▶ TO DO:
The records below must be duplicated exactly, character for character.

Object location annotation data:
===
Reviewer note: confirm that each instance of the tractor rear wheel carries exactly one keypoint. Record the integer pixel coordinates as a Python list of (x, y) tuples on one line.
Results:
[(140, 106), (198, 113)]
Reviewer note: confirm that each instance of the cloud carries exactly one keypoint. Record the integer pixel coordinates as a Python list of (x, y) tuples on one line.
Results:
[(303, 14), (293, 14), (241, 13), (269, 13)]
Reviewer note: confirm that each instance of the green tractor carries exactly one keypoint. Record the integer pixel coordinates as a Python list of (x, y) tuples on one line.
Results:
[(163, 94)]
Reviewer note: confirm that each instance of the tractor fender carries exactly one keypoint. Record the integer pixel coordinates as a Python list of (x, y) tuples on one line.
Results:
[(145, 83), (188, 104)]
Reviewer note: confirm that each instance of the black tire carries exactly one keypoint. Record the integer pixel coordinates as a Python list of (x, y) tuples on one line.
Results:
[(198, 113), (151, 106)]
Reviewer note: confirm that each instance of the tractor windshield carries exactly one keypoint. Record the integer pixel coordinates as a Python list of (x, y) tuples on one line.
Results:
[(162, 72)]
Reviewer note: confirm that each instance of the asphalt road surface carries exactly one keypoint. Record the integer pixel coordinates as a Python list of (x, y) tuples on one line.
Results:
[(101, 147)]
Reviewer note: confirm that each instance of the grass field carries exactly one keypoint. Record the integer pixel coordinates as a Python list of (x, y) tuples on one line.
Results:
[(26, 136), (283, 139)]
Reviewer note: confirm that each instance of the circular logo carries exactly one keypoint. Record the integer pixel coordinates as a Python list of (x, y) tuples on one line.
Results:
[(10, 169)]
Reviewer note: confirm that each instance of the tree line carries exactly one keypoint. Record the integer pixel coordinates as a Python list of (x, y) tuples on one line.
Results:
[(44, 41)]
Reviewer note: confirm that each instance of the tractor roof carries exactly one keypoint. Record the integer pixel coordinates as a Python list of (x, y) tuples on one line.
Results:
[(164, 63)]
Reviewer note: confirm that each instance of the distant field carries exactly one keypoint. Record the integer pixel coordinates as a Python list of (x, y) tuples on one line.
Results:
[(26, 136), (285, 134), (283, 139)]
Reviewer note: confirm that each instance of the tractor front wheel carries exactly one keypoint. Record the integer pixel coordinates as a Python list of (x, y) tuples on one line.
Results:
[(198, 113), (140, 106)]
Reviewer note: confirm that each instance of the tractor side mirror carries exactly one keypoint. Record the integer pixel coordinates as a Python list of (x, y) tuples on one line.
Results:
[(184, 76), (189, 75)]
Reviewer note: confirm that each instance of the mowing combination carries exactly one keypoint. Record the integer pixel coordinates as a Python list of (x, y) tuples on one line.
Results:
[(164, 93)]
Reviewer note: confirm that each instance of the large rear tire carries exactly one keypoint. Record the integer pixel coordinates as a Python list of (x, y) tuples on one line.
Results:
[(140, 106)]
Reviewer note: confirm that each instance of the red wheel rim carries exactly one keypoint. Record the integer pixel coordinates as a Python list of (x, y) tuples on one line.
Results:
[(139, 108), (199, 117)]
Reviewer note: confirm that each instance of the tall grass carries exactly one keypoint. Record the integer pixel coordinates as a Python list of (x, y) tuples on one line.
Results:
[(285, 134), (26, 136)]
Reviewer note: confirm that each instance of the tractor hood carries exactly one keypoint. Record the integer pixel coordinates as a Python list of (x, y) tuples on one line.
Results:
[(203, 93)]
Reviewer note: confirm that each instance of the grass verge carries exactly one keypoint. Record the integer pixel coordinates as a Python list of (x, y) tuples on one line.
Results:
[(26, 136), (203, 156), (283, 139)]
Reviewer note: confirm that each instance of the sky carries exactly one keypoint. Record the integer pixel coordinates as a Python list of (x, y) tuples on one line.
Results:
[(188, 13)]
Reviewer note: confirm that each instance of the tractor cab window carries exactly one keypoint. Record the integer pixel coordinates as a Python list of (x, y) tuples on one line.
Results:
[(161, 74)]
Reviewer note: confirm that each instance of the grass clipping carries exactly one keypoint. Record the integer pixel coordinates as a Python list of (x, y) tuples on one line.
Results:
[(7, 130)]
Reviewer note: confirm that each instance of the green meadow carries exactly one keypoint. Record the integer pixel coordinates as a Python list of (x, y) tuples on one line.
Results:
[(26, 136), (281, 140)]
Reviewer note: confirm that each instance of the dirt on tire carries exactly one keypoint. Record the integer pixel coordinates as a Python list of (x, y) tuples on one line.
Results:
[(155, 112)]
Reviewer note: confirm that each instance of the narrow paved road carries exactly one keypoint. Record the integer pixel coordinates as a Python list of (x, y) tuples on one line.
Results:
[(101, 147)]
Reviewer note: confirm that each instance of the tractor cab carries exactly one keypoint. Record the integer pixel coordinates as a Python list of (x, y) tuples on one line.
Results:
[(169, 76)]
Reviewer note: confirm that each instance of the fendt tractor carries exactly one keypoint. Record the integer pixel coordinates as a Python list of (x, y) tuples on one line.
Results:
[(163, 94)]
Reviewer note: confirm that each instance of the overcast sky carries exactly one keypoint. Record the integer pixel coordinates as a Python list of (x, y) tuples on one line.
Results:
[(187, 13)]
===
▶ FINAL RESULT:
Reviewer note: confirm that each instance of the tractor rear wheel carries exactly one keypoint. Record the integer pixel coordinates as a Python list of (x, y) tuples on one line.
Results:
[(140, 106), (198, 113)]
Reviewer note: confirm that each instance of the cloud carries exactly one keypoint. Record the integer pixel coordinates as a Python list of (x, y) tuples on one line.
Results:
[(303, 14), (293, 14), (241, 13), (269, 13)]
Reviewer note: confirm that each instance of the green tractor carries exactly one keypoint. Record the integer pixel coordinates as a Python list of (x, y) tuples on one line.
Results:
[(163, 94)]
Reviewer note: confirm that each instance of the tractor fender carries exactly one keypoint. Record the integer pixel coordinates as a Python list of (x, y) tuples on one line.
Results:
[(145, 83), (188, 104)]
Reviewer note: confirm that each instance of the black tire carries exactly one keypoint. Record the integer pixel coordinates as a Python list of (x, y) tuples on one line.
Results:
[(198, 113), (151, 106)]
Reviewer note: confirm that each instance of the tractor windshield carries exactly one keypoint. Record the integer pixel coordinates as a Python list of (x, y) tuples on one line.
Results:
[(162, 72)]
Reviewer note: confirm that each instance of the asphalt road surface carries exactly one keypoint. Record the integer pixel coordinates as a Python list of (x, y) tuples on one line.
Results:
[(101, 147)]
Reviewer note: confirm that each instance of the grass field carries exactly one keypoint. Record the integer pixel coordinates as a Python list of (x, y) tuples on one line.
Results:
[(26, 136), (283, 139)]
Reviewer note: confirm that each instance of the circular logo carries exactly one keypoint. Record the integer pixel coordinates as a Python list of (x, y) tuples on one line.
Results:
[(10, 169)]
Reviewer note: confirm that each instance of the tree line carries exactly one keypoint. Record the integer pixel coordinates as a Python list of (x, y) tuples on one line.
Results:
[(44, 41)]
Reviewer note: confirm that each instance of the tractor roof carries exactly one keypoint. Record the integer pixel coordinates as a Python list of (x, y) tuples on one line.
Results:
[(164, 63)]
Reviewer note: confirm that each instance of the distant field carries exactly one keypoint. Record the integer pixel coordinates as a Python list of (x, y) tuples on one line.
Results:
[(26, 136), (285, 134), (283, 139)]
Reviewer note: confirm that each instance of the tractor front wheel carries exactly one keypoint. Record the integer pixel coordinates as a Python list of (x, y) tuples on one line.
Results:
[(198, 113), (140, 106)]
Reviewer note: confirm that each instance of the tractor side mirror carries exactly one keypoint. Record the integer pixel coordinates as a Python list of (x, y) tuples on one line.
Results:
[(184, 76), (189, 75)]
Reviewer note: confirm that each instance of the mowing combination carries exactly one keypoint. Record the integer pixel coordinates as a Python list of (x, y) tuples on one line.
Results:
[(164, 93)]
Reviewer note: confirm that each instance of the large rear tire carries exactly one keypoint. Record the integer pixel coordinates as a Python list of (x, y) tuples on one line.
Results:
[(140, 106)]
Reviewer note: confirm that each instance of the red wheel rim carries exactly one keypoint. Record the integer pixel coordinates as a Python list of (x, y) tuples on one line.
Results:
[(139, 108), (199, 117)]
Reviewer note: confirm that each instance of the tall grass carries exactly one keypoint. Record the integer pixel coordinates as a Python list of (x, y) tuples on one line.
Results:
[(285, 134), (26, 136)]
Reviewer note: confirm that each instance of the tractor hood carries exactly one keypoint. Record the integer pixel coordinates as a Python list of (x, y) tuples on one line.
Results:
[(203, 93)]
Reviewer note: confirm that each instance of the grass verge carries exactly one keypoint. Record the integer pixel coordinates as a Python list of (x, y) tuples on one line.
Results:
[(26, 136), (203, 156), (283, 139)]
Reviewer note: confirm that each instance of the sky carries exactly one keypoint. Record the integer pixel coordinates as a Python list of (x, y) tuples on one line.
Results:
[(188, 13)]
Reviewer note: confirm that each instance of the tractor cab window carries exactly one keypoint. Record the integer pixel coordinates as a Python list of (x, y) tuples on one line.
Results:
[(161, 74)]
Reviewer note: confirm that each instance of the grass clipping carries exactly one keypoint. Record the integer pixel coordinates as a Python list of (x, y) tuples on one line.
Results:
[(7, 130)]
Reviewer note: confirm that each instance of the green meadow carries exactly one keypoint. Record the integer pixel coordinates as a Python list of (x, y) tuples on one line.
Results:
[(26, 136), (281, 140)]
Reviewer note: confirm that each instance of the dirt on tire carries exactly one keypoint. Record the integer pixel coordinates as a Python list of (x, y) tuples on one line.
Results:
[(155, 112)]
Reviewer note: confirm that each instance of the narrow paved road carries exactly one keypoint. Record the integer pixel coordinates as a Python list of (x, y) tuples on one line.
Results:
[(101, 147)]
Reviewer note: confirm that each instance of the tractor cab carries exactly one keypoint. Record the integer pixel coordinates as a Python list of (x, y) tuples on one line.
Results:
[(169, 76)]
Reviewer note: confirm that each instance of the fendt tractor carries exactly one keypoint. Record the integer pixel coordinates as a Python list of (x, y) tuples on one line.
Results:
[(163, 94)]
Reviewer note: confirm that each instance of the overcast sky carries exactly one keypoint. Record the integer pixel coordinates as a Python list of (x, y) tuples on one line.
Results:
[(187, 13)]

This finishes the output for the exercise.